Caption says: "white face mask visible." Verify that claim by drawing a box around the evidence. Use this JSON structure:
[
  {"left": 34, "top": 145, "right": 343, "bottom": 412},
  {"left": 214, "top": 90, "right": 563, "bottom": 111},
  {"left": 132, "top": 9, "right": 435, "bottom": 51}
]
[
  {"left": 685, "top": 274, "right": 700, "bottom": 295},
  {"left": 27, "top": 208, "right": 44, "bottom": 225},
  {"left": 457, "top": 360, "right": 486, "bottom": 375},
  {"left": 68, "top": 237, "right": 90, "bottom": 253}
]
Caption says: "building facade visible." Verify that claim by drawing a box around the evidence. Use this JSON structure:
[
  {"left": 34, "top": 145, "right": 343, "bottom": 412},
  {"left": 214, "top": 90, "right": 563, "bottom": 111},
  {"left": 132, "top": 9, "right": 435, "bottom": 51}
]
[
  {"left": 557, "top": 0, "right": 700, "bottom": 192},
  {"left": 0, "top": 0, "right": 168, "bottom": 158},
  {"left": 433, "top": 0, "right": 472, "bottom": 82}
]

··········

Arrange every line of the data above as a Markdown table with the columns "Row" and "Line", numbering each row and leaving out any blank lines.

| Row | Line |
|---|---|
| 1 | Caption says: "white face mask visible." Verify that claim by drawing a box around the evidence. Use this JSON structure: |
| 2 | [ |
| 3 |   {"left": 34, "top": 145, "right": 343, "bottom": 412}, |
| 4 |   {"left": 214, "top": 90, "right": 563, "bottom": 111}, |
| 5 |   {"left": 132, "top": 9, "right": 435, "bottom": 51} |
| 6 | ] |
| 7 | [ |
| 8 |   {"left": 685, "top": 274, "right": 700, "bottom": 295}, |
| 9 |   {"left": 27, "top": 208, "right": 44, "bottom": 225}, |
| 10 |   {"left": 457, "top": 360, "right": 486, "bottom": 375}, |
| 11 |   {"left": 68, "top": 237, "right": 90, "bottom": 253} |
| 12 | ] |
| 13 | Caption says: "building facade visible." Verify that claim by drawing a box around the evidence. Use this JSON structure: |
| 14 | [ |
| 15 |   {"left": 34, "top": 145, "right": 343, "bottom": 412}, |
| 16 |   {"left": 214, "top": 90, "right": 563, "bottom": 111}, |
| 17 |   {"left": 132, "top": 9, "right": 435, "bottom": 51} |
| 18 | ] |
| 19 | [ |
| 20 |   {"left": 557, "top": 0, "right": 700, "bottom": 192}, |
| 21 |   {"left": 0, "top": 0, "right": 168, "bottom": 158}, |
| 22 |   {"left": 433, "top": 0, "right": 472, "bottom": 82} |
| 23 | ] |